**Set task 1:**
Please retype the stretch of the Rust quickstart from "Install vortex and" through "example used here.", keeping every character the same.

**Supplied passage:**
════════

Rust Quickstart

Install

Install vortex and all the first-party array encodings:

cargo add vortex

Convert

You can either use your own Parquet file or download the example used here.

Use Arrow to read a Parquet file and then construct an uncompressed Vortex array:

use std::fs::File;

use arrow_array::RecordBatchReader;
use parquet::arrow::arrow_reader::ParquetRecordBatchReaderBuilder;
use vortex::Array;
use vortex::arrays::ChunkedArray;
use vortex::dtype::DType;
use vortex::dtype::arrow::FromArrowType;
use vortex_array::arrow::FromArrowArray;

let reader = ParquetRecordBatchReaderBuilder::try_new(File::open(
    "../docs/_static/example.parquet",
)?)?
.build()?;

let dtype = DType::from_arrow(reader.schema());
let chunks = reader
    .map_ok(|record_batch| ArrayRef::from_arrow(record_batch, false))
    .try_collect()?;
let vortex_array = ChunkedArray::try_new(chunks, dtype)?.into_array();

Compress

Use the sampling compressor to compress the Vortex array and check the relative size:

use vortex::compressor::{BtrBlocksCompressor, CompactCompressor};

let array = PrimitiveArray::new(buffer![42u64; 100_000], Validity::NonNullable);

// You can compress an array in-memory with the BtrBlocks compressor
let compressed = BtrBlocksCompressor.compress(array.as_ref())?;
println!(
    "BtrBlocks size: {} / {}",
    compressed.nbytes(),
    array.nbytes()
);

// Or apply generally stronger compression with the compact compressor
let compressed = CompactCompressor::default()
    .with_values_per_page(8192)
    .compress(array.as_ref())?;
println!("Compact size: {} / {}", compressed.nbytes(), array.nbytes());

Write

Reading and writing both require an async runtime; in this example we use Tokio. The VortexFileWriter knows how to write Vortex arrays to disk:

let array = PrimitiveArray::new(buffer![0u64, 1, 2, 3, 4], Validity::NonNullable);

// Write a Vortex file with the default compression and layout strategy.
VortexWriteOptions::default()
    .write(
        tokio::fs::File::create("example.vortex").await?,
        array.to_array_stream(),
    )
    .await?;

Read

let array = VortexOpenOptions::file()
    .open("example.vortex")
    .await?
    .scan()?
    .with_filter(gt(root(), lit(2u64)))
    .into_array_iter()?
    .read_all()?;

assert_eq!(array.len(), 2);

════════

**Raw records:**

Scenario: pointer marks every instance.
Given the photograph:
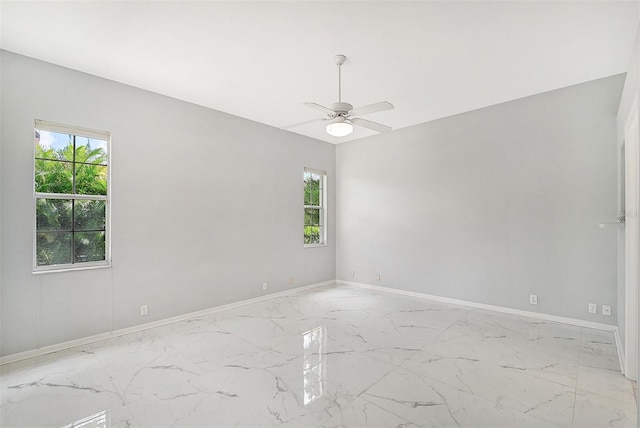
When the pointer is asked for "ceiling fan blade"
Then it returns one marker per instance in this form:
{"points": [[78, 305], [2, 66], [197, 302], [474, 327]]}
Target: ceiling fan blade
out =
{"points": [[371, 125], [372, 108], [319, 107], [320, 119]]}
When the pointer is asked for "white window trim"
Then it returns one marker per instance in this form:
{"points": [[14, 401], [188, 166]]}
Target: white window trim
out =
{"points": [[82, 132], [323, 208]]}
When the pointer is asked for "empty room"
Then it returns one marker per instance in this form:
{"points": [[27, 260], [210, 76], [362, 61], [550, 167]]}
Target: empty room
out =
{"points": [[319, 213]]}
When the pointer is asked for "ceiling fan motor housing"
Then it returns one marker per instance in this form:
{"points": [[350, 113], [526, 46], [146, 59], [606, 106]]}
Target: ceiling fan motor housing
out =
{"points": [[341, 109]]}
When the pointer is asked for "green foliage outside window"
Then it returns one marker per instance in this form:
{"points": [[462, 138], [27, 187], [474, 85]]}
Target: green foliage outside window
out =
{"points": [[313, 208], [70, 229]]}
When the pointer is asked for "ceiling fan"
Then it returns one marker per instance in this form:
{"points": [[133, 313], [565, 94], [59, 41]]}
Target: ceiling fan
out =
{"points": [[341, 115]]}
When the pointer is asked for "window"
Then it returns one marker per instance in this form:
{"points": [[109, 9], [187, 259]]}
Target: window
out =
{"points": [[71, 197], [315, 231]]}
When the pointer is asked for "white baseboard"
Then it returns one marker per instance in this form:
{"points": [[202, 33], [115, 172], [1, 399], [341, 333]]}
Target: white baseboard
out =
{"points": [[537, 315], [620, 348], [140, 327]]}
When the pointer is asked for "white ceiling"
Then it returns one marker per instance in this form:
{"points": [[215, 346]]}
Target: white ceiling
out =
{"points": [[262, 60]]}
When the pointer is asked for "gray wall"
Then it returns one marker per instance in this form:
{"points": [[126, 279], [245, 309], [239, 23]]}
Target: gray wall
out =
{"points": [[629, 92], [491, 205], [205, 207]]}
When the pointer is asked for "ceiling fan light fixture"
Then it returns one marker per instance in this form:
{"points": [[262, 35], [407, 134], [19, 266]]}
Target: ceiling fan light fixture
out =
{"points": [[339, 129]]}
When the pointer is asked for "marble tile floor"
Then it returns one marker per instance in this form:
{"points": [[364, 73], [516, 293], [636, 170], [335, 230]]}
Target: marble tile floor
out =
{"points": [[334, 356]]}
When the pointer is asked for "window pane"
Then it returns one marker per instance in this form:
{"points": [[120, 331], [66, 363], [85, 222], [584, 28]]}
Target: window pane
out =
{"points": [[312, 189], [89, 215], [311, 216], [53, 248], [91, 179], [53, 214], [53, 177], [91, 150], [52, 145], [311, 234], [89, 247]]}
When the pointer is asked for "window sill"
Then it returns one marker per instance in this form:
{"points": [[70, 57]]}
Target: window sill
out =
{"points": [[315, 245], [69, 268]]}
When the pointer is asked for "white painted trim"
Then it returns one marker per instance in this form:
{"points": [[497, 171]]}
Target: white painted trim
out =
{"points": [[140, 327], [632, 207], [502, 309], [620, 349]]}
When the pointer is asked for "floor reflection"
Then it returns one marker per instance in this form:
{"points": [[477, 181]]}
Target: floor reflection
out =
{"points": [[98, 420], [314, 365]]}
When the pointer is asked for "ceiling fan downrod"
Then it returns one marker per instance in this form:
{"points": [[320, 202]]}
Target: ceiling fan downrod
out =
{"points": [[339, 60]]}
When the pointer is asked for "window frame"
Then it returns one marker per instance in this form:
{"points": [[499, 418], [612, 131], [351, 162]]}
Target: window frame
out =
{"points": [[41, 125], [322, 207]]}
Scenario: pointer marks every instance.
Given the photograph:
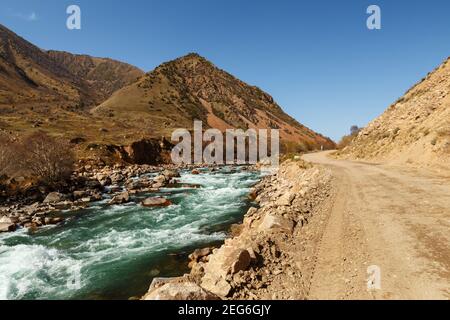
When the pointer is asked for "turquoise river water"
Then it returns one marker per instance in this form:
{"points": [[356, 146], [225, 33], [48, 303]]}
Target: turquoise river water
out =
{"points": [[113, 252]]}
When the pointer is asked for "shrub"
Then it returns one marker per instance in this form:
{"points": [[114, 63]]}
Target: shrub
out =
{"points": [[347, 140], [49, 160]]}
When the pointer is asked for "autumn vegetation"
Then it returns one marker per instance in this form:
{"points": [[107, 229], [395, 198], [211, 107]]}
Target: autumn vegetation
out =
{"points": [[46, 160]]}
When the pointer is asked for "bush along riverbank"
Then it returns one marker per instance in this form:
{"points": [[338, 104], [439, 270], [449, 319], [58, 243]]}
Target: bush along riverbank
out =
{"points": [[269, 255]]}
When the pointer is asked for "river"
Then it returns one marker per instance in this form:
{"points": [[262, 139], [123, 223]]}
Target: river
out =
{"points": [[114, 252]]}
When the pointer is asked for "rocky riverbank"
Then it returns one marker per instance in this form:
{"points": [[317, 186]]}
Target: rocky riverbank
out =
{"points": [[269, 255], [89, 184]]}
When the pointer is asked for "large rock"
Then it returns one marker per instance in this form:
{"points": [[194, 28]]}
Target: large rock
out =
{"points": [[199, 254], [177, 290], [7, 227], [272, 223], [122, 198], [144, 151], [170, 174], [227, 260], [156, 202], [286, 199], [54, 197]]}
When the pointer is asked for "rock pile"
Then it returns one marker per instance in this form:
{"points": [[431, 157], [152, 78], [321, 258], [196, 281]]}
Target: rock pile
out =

════════

**Set task 2:**
How many lines of the entries above contain the string "green"? Case counts. Reply with the number alone.

**Exercise response 1:**
Install vortex and all the first-party array encodings:

cargo add vortex

Convert

You can either use your own Parquet file or download the example used here.

**Exercise response 2:**
2